→ Excerpts from a point labeling dataset
Begin
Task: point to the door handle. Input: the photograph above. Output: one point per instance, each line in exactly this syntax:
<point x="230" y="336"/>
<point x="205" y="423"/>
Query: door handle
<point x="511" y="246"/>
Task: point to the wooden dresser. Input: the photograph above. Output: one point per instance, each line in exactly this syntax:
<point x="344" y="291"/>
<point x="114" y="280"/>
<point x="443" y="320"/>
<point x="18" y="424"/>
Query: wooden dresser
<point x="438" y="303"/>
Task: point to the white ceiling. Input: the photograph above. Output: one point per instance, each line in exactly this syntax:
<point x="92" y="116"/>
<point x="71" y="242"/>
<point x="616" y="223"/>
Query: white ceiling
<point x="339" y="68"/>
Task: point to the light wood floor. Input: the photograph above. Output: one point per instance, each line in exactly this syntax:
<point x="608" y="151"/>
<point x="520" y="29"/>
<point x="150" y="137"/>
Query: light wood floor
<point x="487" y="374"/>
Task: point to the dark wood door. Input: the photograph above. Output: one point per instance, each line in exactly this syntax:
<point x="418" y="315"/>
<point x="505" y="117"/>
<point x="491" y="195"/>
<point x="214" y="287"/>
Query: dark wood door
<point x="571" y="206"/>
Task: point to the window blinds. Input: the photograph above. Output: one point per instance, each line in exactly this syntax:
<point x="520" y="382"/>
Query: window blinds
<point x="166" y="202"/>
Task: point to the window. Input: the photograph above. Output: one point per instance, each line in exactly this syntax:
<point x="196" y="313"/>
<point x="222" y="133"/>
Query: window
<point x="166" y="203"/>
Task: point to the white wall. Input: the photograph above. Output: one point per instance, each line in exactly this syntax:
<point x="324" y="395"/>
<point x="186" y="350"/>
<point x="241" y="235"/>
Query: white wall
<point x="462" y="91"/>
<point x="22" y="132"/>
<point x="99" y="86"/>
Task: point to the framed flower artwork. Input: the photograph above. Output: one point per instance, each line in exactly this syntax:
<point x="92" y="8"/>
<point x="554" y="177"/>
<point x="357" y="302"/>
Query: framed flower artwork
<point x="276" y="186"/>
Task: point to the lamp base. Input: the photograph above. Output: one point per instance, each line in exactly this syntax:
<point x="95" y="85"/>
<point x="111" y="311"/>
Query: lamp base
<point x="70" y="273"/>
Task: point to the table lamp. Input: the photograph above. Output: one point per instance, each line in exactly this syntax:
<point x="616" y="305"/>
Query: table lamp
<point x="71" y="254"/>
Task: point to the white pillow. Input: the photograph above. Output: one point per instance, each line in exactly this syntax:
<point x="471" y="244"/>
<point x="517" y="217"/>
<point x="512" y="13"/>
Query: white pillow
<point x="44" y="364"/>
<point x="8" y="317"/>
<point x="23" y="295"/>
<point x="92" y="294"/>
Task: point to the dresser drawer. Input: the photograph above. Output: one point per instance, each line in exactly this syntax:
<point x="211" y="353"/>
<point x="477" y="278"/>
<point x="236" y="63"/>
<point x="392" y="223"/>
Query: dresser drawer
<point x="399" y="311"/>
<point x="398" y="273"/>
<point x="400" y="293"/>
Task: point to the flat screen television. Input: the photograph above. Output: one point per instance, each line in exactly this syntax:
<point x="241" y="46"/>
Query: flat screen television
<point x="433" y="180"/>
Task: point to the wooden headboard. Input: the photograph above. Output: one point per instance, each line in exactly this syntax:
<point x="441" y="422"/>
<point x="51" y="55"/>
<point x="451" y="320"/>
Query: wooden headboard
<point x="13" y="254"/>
End
→ What needs to be done
Print everything from the line containing "Task: point to the wooden headboard." down through the last of the lines above, with nothing changed.

→ Response to this exercise
Task: point to the wooden headboard. Input: the photograph above. Output: one point per instance, each line in exactly this syntax:
<point x="441" y="422"/>
<point x="51" y="55"/>
<point x="451" y="320"/>
Query: wooden headboard
<point x="13" y="254"/>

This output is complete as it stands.